> [Set exercise] Change every "locator" in the data below to "point finder", keeping everything else the same.

> [Entries]
<<<<
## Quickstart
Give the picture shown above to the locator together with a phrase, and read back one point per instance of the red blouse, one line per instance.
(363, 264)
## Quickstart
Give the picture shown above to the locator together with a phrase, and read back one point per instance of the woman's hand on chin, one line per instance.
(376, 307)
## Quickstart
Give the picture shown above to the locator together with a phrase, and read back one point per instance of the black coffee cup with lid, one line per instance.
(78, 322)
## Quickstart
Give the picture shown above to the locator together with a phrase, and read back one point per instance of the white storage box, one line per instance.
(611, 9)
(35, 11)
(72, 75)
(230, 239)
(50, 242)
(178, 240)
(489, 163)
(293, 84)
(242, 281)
>>>>
> [Answer below]
## Quickstart
Give the picture shown above to the point finder together with a phrase, and read back one point per instance of the red blouse, one line per instance.
(363, 264)
## Quickstart
Give the picture shown above to the point finder together with a phrase, and read back one point per instance of the woman's hand on chin, one line per instance.
(376, 307)
## Quickstart
Give the picture shown above to the point finder together with a phrase, and read back one point per instance of the black coffee cup with lid, one line per instance.
(78, 322)
## Quickstart
Give the picture shown above to the point finder together with a phrase, and read back one point per instance of the white storage box, one line per instance.
(611, 9)
(35, 11)
(72, 75)
(230, 239)
(50, 242)
(178, 240)
(489, 163)
(293, 84)
(242, 281)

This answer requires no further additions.